[START OF LISTING]

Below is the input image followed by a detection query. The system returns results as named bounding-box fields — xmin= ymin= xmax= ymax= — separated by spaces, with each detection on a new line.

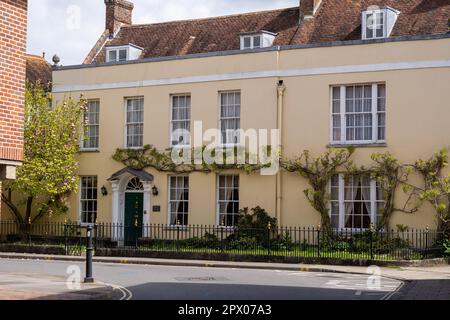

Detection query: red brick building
xmin=0 ymin=0 xmax=28 ymax=180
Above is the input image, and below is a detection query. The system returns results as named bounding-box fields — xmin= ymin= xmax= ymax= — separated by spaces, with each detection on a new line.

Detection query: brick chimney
xmin=105 ymin=0 xmax=134 ymax=34
xmin=299 ymin=0 xmax=322 ymax=20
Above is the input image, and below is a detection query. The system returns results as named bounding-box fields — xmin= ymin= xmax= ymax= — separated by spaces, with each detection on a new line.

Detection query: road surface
xmin=0 ymin=259 xmax=402 ymax=301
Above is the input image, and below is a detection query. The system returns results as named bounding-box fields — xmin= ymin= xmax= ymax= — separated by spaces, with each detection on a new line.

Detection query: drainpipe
xmin=275 ymin=80 xmax=286 ymax=226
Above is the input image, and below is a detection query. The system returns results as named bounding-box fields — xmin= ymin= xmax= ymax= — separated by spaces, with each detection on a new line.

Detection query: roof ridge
xmin=122 ymin=6 xmax=298 ymax=29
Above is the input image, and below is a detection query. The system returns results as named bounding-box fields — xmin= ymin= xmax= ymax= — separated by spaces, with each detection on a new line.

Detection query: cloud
xmin=28 ymin=0 xmax=298 ymax=65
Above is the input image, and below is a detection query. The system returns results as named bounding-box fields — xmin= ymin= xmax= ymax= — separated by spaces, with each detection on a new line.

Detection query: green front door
xmin=124 ymin=193 xmax=144 ymax=246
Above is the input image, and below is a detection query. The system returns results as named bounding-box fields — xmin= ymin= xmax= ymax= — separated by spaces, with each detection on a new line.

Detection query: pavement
xmin=0 ymin=253 xmax=450 ymax=300
xmin=0 ymin=272 xmax=116 ymax=300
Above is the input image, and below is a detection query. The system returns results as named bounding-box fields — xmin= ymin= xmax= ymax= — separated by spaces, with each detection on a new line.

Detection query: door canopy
xmin=108 ymin=168 xmax=154 ymax=182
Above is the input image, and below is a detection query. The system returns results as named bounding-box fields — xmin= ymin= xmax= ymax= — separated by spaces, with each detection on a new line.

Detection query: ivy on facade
xmin=113 ymin=145 xmax=450 ymax=230
xmin=113 ymin=145 xmax=272 ymax=174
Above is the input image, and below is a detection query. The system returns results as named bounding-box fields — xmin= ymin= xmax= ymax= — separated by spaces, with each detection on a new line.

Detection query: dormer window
xmin=106 ymin=49 xmax=128 ymax=62
xmin=106 ymin=44 xmax=143 ymax=62
xmin=362 ymin=6 xmax=400 ymax=40
xmin=241 ymin=31 xmax=276 ymax=50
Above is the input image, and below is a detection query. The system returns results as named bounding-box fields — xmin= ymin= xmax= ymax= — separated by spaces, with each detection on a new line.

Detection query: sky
xmin=27 ymin=0 xmax=298 ymax=66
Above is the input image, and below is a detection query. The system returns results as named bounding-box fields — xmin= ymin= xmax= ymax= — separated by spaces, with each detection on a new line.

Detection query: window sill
xmin=166 ymin=145 xmax=192 ymax=151
xmin=327 ymin=142 xmax=388 ymax=148
xmin=164 ymin=225 xmax=189 ymax=231
xmin=80 ymin=149 xmax=100 ymax=153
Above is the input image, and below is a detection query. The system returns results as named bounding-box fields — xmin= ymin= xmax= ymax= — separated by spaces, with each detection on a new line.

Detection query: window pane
xmin=80 ymin=177 xmax=98 ymax=223
xmin=108 ymin=50 xmax=117 ymax=62
xmin=220 ymin=92 xmax=241 ymax=144
xmin=127 ymin=98 xmax=144 ymax=148
xmin=218 ymin=176 xmax=239 ymax=226
xmin=169 ymin=177 xmax=189 ymax=225
xmin=253 ymin=36 xmax=261 ymax=48
xmin=244 ymin=37 xmax=252 ymax=49
xmin=171 ymin=95 xmax=191 ymax=146
xmin=119 ymin=49 xmax=127 ymax=61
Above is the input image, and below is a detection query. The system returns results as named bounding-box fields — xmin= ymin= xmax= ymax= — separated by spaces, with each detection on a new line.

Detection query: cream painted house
xmin=11 ymin=0 xmax=450 ymax=235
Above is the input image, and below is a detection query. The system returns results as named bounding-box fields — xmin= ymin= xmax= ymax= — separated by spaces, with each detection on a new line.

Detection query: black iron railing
xmin=0 ymin=222 xmax=446 ymax=261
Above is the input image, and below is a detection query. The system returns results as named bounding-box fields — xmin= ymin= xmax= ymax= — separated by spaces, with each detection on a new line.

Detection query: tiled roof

[END OF LISTING]

JOB: Copy the lines word for word, from the very first one down through the one containing "xmin=0 ymin=0 xmax=28 ymax=180", including both ends. Leave the pictures out of your copy.

TASK SOLUTION:
Below is the input image followed by a detection query. The system returns results as named bounding-box fields — xmin= ymin= xmax= ymax= — separated by spaces, with each detection on a new line.


Detection query: red brick building
xmin=0 ymin=0 xmax=28 ymax=180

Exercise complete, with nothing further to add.